Bacon’s Monegasque years would remain one of the periods of his life about which he talked most positively, saying that he found Monaco “very good for pictures falling ready made into the mind”. As Boustany says, “Although few people know about Bacon’s time in Monaco, there is a legitimate reason for housing the Bacon Foundation in the principality: it was in Monaco that Bacon really began to concentrate on painting the human form, a crucial step that would lead him later in his life to become one of the greatest figurative British post war artists.”

Boustany has been building a comprehensive art collection over a number of years that now includes: a selection of works by Francis Bacon from the late 1920s to the early 1980s, as well as pieces by notable peers; a unique photographic archive on the artist by leading photographers, as well as pictures taken by his friends, family and lovers; a comprehensive collection of Bacon exhibition catalogues; a wide selection of the artist’s graphic works; a unique array of working documents from Bacon’s various studios; a number of rare items from Bacon’s furniture and rug design period; and an extensive library on the artist, offering an essential resource for scholars.

Housed on the ground floor of Villa Elise at 21 Boulevard d’Italie, in the heart of Monaco, the Foundation will be open to scholars and art historians throughout the year and to the general public, by appointment, from March 2015. According to Boustany: “The idea of a small and intimate space for the Foundation came from a remark Bacon made after his legendary 1977 show at the Galerie Claude Bernard in Paris. The artist enjoyed exhibiting his work in this small gallery, where his paintings seemed more intense”.

As part of its mission, the Foundation will support emerging artists and organise exhibitions in collaboration with other institutions.

The art historian Katharina Günther is the first scholar to be sponsored by the Foundation. She will undertake a year’s research to analyse a collection of hitherto un-researched material associated with Francis Bacon.

The Estate of Francis Bacon welcomes the Foundation and will collaborate with it on research and educational activities. The art historian, Martin Harrison, editor of the Francis Bacon Catalogue Raisonné, is on the board of this institute.

The foundation will become one of the many important cultural offerings in Monaco and the Côte d’Azur, alongside the Musée Matisse in Nice, the Musée Picasso and the Hartung Bergman Foundation in Antibes, the Jean Cocteau Museum in Menton and the Fondation Maeght in Saint-Paul de Vence.

☆ ☆ ☆ ☆

■ What is required:
In the text about the Bacon Foundation in Monaco, copy the passage that starts at the words "The art historian Katharina" and ends after "Saint-Paul de Vence.", renaming "art historian" as "researcher" throughout.

Collected data entries

☆ ☆ ☆ ☆

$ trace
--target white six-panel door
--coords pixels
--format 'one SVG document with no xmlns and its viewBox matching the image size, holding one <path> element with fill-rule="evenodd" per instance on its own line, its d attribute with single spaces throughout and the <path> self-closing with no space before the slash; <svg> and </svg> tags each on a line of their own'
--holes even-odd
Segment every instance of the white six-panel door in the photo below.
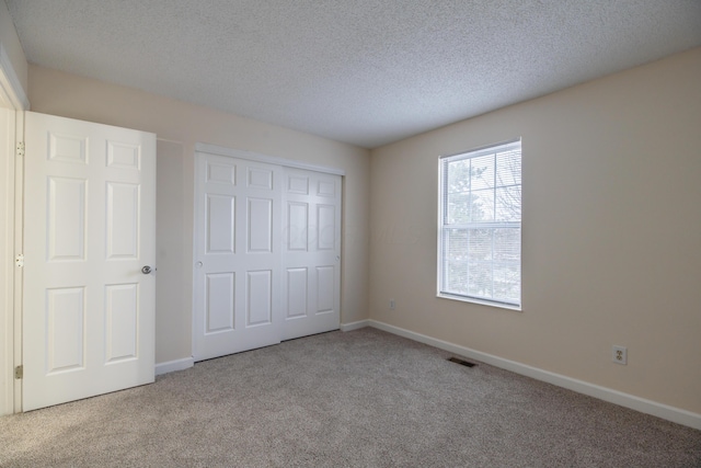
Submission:
<svg viewBox="0 0 701 468">
<path fill-rule="evenodd" d="M 195 358 L 279 343 L 281 168 L 215 155 L 197 164 Z"/>
<path fill-rule="evenodd" d="M 285 170 L 283 340 L 341 322 L 341 176 Z"/>
<path fill-rule="evenodd" d="M 341 176 L 196 153 L 194 357 L 340 327 Z"/>
<path fill-rule="evenodd" d="M 26 113 L 22 408 L 153 381 L 156 136 Z"/>
</svg>

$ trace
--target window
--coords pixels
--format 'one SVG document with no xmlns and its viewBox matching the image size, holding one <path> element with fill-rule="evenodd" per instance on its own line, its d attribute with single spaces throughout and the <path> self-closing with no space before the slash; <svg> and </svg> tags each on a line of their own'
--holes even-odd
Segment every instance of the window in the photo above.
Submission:
<svg viewBox="0 0 701 468">
<path fill-rule="evenodd" d="M 520 139 L 439 160 L 438 296 L 520 309 Z"/>
</svg>

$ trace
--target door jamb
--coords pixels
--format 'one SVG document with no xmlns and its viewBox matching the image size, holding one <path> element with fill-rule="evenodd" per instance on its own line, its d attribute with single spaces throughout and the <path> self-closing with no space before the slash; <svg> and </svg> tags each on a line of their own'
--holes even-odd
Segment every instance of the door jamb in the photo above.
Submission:
<svg viewBox="0 0 701 468">
<path fill-rule="evenodd" d="M 0 44 L 0 103 L 5 109 L 14 111 L 14 138 L 12 145 L 8 145 L 8 186 L 4 187 L 8 197 L 8 206 L 13 208 L 13 214 L 8 216 L 12 219 L 10 226 L 2 227 L 7 231 L 7 242 L 0 249 L 9 256 L 10 262 L 0 265 L 5 270 L 10 297 L 5 298 L 0 310 L 0 321 L 5 323 L 10 330 L 5 330 L 4 338 L 8 340 L 5 350 L 11 354 L 4 362 L 0 363 L 0 372 L 10 375 L 8 393 L 12 395 L 10 401 L 0 402 L 0 414 L 22 411 L 22 380 L 14 378 L 14 367 L 22 364 L 22 270 L 14 266 L 14 256 L 23 250 L 23 181 L 24 163 L 23 151 L 18 150 L 18 144 L 24 141 L 24 112 L 30 110 L 30 101 L 22 88 L 18 75 L 12 67 L 12 61 L 5 48 Z M 14 150 L 13 150 L 14 149 Z M 3 255 L 4 256 L 4 255 Z M 10 361 L 12 364 L 10 364 Z M 11 387 L 11 388 L 10 388 Z"/>
</svg>

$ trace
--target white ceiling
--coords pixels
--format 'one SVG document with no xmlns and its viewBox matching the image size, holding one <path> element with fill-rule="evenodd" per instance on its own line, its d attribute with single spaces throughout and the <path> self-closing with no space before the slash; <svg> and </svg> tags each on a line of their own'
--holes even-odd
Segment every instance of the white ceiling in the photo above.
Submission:
<svg viewBox="0 0 701 468">
<path fill-rule="evenodd" d="M 374 148 L 701 45 L 701 0 L 7 0 L 27 60 Z"/>
</svg>

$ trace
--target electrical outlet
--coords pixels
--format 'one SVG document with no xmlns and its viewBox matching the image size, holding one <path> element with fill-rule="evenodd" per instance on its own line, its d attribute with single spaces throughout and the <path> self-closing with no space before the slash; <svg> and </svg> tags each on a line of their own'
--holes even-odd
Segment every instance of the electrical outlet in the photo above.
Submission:
<svg viewBox="0 0 701 468">
<path fill-rule="evenodd" d="M 616 364 L 628 364 L 628 349 L 625 346 L 613 345 L 613 362 Z"/>
</svg>

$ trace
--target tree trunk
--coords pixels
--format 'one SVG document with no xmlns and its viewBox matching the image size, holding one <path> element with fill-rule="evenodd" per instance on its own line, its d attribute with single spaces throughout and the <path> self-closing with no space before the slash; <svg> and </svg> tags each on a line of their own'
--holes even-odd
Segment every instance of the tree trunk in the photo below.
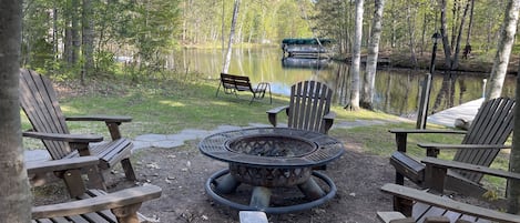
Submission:
<svg viewBox="0 0 520 223">
<path fill-rule="evenodd" d="M 83 53 L 83 69 L 81 70 L 81 84 L 85 84 L 85 79 L 92 73 L 94 68 L 94 30 L 92 26 L 92 4 L 91 0 L 83 0 L 83 11 L 81 23 L 83 26 L 82 37 L 82 53 Z"/>
<path fill-rule="evenodd" d="M 223 73 L 227 73 L 227 71 L 230 70 L 231 52 L 232 52 L 233 41 L 235 39 L 235 26 L 236 26 L 236 19 L 238 18 L 239 6 L 241 6 L 241 0 L 235 0 L 235 6 L 233 9 L 233 20 L 231 21 L 230 42 L 227 42 L 227 53 L 224 60 L 224 68 L 222 68 Z"/>
<path fill-rule="evenodd" d="M 469 53 L 471 53 L 471 29 L 473 27 L 473 9 L 475 9 L 475 0 L 471 0 L 471 9 L 469 11 L 469 23 L 468 23 L 468 32 L 466 36 L 466 45 L 465 45 L 465 52 L 463 52 L 463 58 L 468 59 Z"/>
<path fill-rule="evenodd" d="M 350 102 L 349 109 L 353 111 L 359 110 L 359 67 L 361 60 L 361 36 L 363 36 L 363 13 L 364 13 L 364 1 L 356 0 L 356 22 L 354 24 L 354 43 L 353 43 L 353 63 L 351 63 L 351 77 L 353 84 L 350 89 Z"/>
<path fill-rule="evenodd" d="M 517 102 L 520 98 L 520 65 L 517 73 Z M 514 108 L 514 129 L 512 133 L 512 149 L 509 156 L 509 171 L 520 173 L 520 107 Z M 508 182 L 508 213 L 520 213 L 520 182 Z"/>
<path fill-rule="evenodd" d="M 371 26 L 371 37 L 368 43 L 367 73 L 365 74 L 363 85 L 363 102 L 365 109 L 374 110 L 374 94 L 376 91 L 376 71 L 379 53 L 379 41 L 381 39 L 381 20 L 385 0 L 375 0 L 375 12 Z"/>
<path fill-rule="evenodd" d="M 415 44 L 415 39 L 416 39 L 416 14 L 417 11 L 414 9 L 414 12 L 411 11 L 412 6 L 408 6 L 406 8 L 407 16 L 406 16 L 406 22 L 408 24 L 408 41 L 409 41 L 409 48 L 410 48 L 410 61 L 411 65 L 414 69 L 417 69 L 417 55 L 416 55 L 416 44 Z"/>
<path fill-rule="evenodd" d="M 0 216 L 2 222 L 31 221 L 31 192 L 23 160 L 18 93 L 22 1 L 0 3 Z"/>
<path fill-rule="evenodd" d="M 455 53 L 453 53 L 453 59 L 451 60 L 450 70 L 456 70 L 459 67 L 460 41 L 462 40 L 462 30 L 465 27 L 466 17 L 468 16 L 469 7 L 470 7 L 470 2 L 468 1 L 468 3 L 465 7 L 462 18 L 460 18 L 459 32 L 457 34 L 457 39 L 455 42 Z"/>
<path fill-rule="evenodd" d="M 446 68 L 451 67 L 451 47 L 448 40 L 448 34 L 446 33 L 446 30 L 448 29 L 448 22 L 446 18 L 446 1 L 441 1 L 441 9 L 440 9 L 440 34 L 442 36 L 442 49 L 445 50 L 445 64 Z M 448 74 L 449 74 L 448 70 Z"/>
<path fill-rule="evenodd" d="M 520 0 L 508 1 L 503 27 L 498 41 L 497 54 L 494 55 L 493 68 L 489 75 L 489 85 L 486 89 L 486 100 L 499 98 L 502 93 L 503 80 L 508 71 L 509 55 L 517 33 L 518 10 Z"/>
<path fill-rule="evenodd" d="M 78 8 L 79 8 L 79 0 L 72 0 L 71 6 L 71 40 L 72 40 L 72 55 L 71 55 L 71 65 L 77 65 L 80 59 L 80 24 L 79 24 L 79 17 L 78 17 Z"/>
</svg>

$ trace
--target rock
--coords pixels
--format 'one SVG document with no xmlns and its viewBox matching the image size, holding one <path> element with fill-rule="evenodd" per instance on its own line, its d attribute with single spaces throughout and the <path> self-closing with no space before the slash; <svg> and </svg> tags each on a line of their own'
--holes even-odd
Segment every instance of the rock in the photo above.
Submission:
<svg viewBox="0 0 520 223">
<path fill-rule="evenodd" d="M 467 121 L 465 119 L 456 119 L 455 120 L 455 128 L 461 129 L 461 130 L 469 130 L 469 126 L 471 125 L 471 121 Z"/>
</svg>

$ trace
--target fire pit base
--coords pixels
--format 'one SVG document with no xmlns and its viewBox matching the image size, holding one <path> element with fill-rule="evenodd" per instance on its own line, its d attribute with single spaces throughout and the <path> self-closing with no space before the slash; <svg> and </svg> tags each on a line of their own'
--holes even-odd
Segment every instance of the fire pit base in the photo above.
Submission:
<svg viewBox="0 0 520 223">
<path fill-rule="evenodd" d="M 319 179 L 320 181 L 326 183 L 329 187 L 329 191 L 327 193 L 324 193 L 325 195 L 323 195 L 322 197 L 318 197 L 318 199 L 313 200 L 313 201 L 307 202 L 307 203 L 295 204 L 295 205 L 289 205 L 289 206 L 268 206 L 268 200 L 269 200 L 269 196 L 271 196 L 269 189 L 268 187 L 263 187 L 263 186 L 257 186 L 253 190 L 253 194 L 252 194 L 252 199 L 251 199 L 252 203 L 249 205 L 245 205 L 245 204 L 239 204 L 239 203 L 233 202 L 228 199 L 225 199 L 225 197 L 221 196 L 215 191 L 215 184 L 217 182 L 217 179 L 221 179 L 223 176 L 224 178 L 230 176 L 228 174 L 230 174 L 228 169 L 224 169 L 224 170 L 221 170 L 221 171 L 214 173 L 206 181 L 205 190 L 206 190 L 206 193 L 210 194 L 210 196 L 212 196 L 216 202 L 218 202 L 223 205 L 231 206 L 231 207 L 236 209 L 236 210 L 241 210 L 241 211 L 263 211 L 263 212 L 266 212 L 266 213 L 269 213 L 269 214 L 284 214 L 284 213 L 290 213 L 290 212 L 296 212 L 296 211 L 303 211 L 303 210 L 308 210 L 308 209 L 315 207 L 317 205 L 324 204 L 328 200 L 333 199 L 334 195 L 337 192 L 336 185 L 334 184 L 334 182 L 327 175 L 325 175 L 323 173 L 319 173 L 319 172 L 313 171 L 313 175 L 316 176 L 316 179 Z M 310 184 L 316 184 L 314 182 L 314 180 L 309 179 L 309 181 L 310 181 L 309 182 Z M 316 190 L 316 189 L 314 189 L 314 190 Z M 320 187 L 318 187 L 317 190 L 319 191 Z M 302 191 L 304 192 L 304 194 L 306 193 L 305 190 L 302 190 Z M 305 195 L 307 195 L 307 194 L 305 194 Z M 267 205 L 266 205 L 266 203 L 267 203 Z"/>
</svg>

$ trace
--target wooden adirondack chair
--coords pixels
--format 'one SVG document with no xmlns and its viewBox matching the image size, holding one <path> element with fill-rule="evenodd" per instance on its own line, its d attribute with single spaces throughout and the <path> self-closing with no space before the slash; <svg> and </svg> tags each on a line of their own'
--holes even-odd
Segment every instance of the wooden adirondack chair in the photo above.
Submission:
<svg viewBox="0 0 520 223">
<path fill-rule="evenodd" d="M 422 187 L 430 185 L 425 181 L 425 165 L 406 154 L 407 135 L 409 133 L 465 133 L 461 144 L 418 143 L 426 149 L 427 156 L 436 158 L 440 150 L 457 149 L 453 161 L 489 166 L 513 129 L 512 99 L 498 98 L 485 102 L 479 109 L 472 124 L 467 132 L 456 130 L 390 130 L 396 134 L 397 151 L 390 158 L 396 169 L 396 183 L 402 185 L 404 176 Z M 486 191 L 480 186 L 481 173 L 466 171 L 449 171 L 446 180 L 447 187 L 468 195 L 480 195 Z"/>
<path fill-rule="evenodd" d="M 327 133 L 336 113 L 330 112 L 333 90 L 316 81 L 303 81 L 290 87 L 289 105 L 267 111 L 271 124 L 276 126 L 276 116 L 285 111 L 288 128 Z"/>
<path fill-rule="evenodd" d="M 28 174 L 44 172 L 70 173 L 88 172 L 96 169 L 100 160 L 96 156 L 81 156 L 42 162 L 27 163 Z M 68 179 L 68 178 L 65 178 Z M 82 179 L 68 179 L 77 185 L 81 194 L 72 196 L 77 200 L 32 207 L 33 223 L 50 222 L 96 222 L 96 223 L 137 223 L 139 207 L 145 201 L 161 196 L 161 187 L 155 185 L 136 186 L 106 193 L 102 190 L 86 190 Z M 67 181 L 67 180 L 65 180 Z"/>
<path fill-rule="evenodd" d="M 33 128 L 30 132 L 24 132 L 23 135 L 42 140 L 53 160 L 95 155 L 100 159 L 99 168 L 103 172 L 121 162 L 126 179 L 135 180 L 135 173 L 129 159 L 132 142 L 121 138 L 119 130 L 119 125 L 122 122 L 130 122 L 131 118 L 105 115 L 65 118 L 60 109 L 51 81 L 34 71 L 24 69 L 20 71 L 20 101 L 22 110 Z M 89 134 L 70 134 L 65 121 L 104 121 L 112 141 L 95 145 L 89 144 L 99 142 L 102 138 Z M 101 178 L 94 174 L 89 175 L 90 184 L 105 189 L 102 174 Z"/>
<path fill-rule="evenodd" d="M 503 213 L 497 210 L 476 206 L 453 199 L 441 196 L 445 191 L 443 181 L 447 180 L 449 170 L 463 170 L 504 178 L 509 181 L 520 181 L 520 173 L 502 171 L 457 161 L 425 158 L 421 161 L 426 165 L 425 178 L 431 181 L 429 191 L 416 190 L 397 184 L 385 184 L 381 191 L 394 195 L 394 210 L 405 216 L 412 217 L 414 222 L 426 222 L 427 217 L 442 216 L 447 222 L 465 220 L 465 222 L 500 222 L 520 223 L 520 216 Z"/>
</svg>

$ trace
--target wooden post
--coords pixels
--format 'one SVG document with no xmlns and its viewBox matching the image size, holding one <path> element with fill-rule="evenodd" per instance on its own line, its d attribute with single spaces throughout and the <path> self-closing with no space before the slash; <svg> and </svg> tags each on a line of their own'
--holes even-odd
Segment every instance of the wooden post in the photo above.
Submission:
<svg viewBox="0 0 520 223">
<path fill-rule="evenodd" d="M 416 129 L 426 129 L 426 118 L 428 116 L 428 104 L 430 102 L 431 92 L 431 73 L 427 73 L 421 82 L 419 109 L 417 112 Z"/>
</svg>

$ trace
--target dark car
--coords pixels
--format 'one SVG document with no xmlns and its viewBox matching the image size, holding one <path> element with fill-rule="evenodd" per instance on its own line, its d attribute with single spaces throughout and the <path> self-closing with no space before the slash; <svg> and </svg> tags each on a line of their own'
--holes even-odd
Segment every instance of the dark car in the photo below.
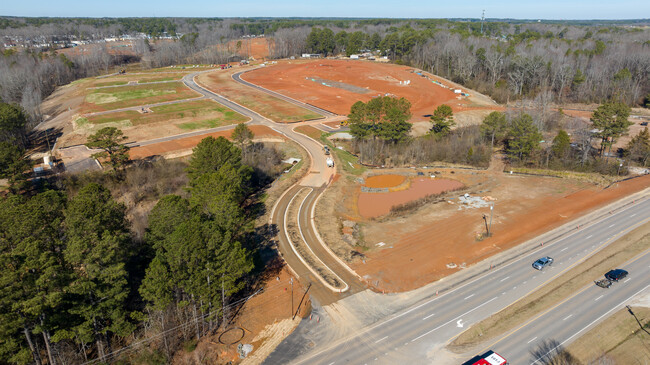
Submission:
<svg viewBox="0 0 650 365">
<path fill-rule="evenodd" d="M 627 271 L 622 270 L 622 269 L 612 270 L 612 271 L 608 272 L 607 274 L 605 274 L 605 278 L 607 278 L 607 280 L 611 280 L 611 281 L 619 281 L 619 280 L 625 279 L 626 276 L 627 276 Z"/>
<path fill-rule="evenodd" d="M 545 268 L 546 266 L 551 265 L 552 263 L 553 263 L 552 258 L 550 258 L 548 256 L 542 257 L 541 259 L 533 262 L 533 268 L 537 269 L 537 270 L 541 270 L 541 269 Z"/>
</svg>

☆ ☆ ☆ ☆

■ Result for this exercise:
The researcher Katharina Günther is the first scholar to be sponsored by the Foundation. She will undertake a year’s research to analyse a collection of hitherto un-researched material associated with Francis Bacon.

The Estate of Francis Bacon welcomes the Foundation and will collaborate with it on research and educational activities. The researcher, Martin Harrison, editor of the Francis Bacon Catalogue Raisonné, is on the board of this institute.

The foundation will become one of the many important cultural offerings in Monaco and the Côte d’Azur, alongside the Musée Matisse in Nice, the Musée Picasso and the Hartung Bergman Foundation in Antibes, the Jean Cocteau Museum in Menton and the Fondation Maeght in Saint-Paul de Vence.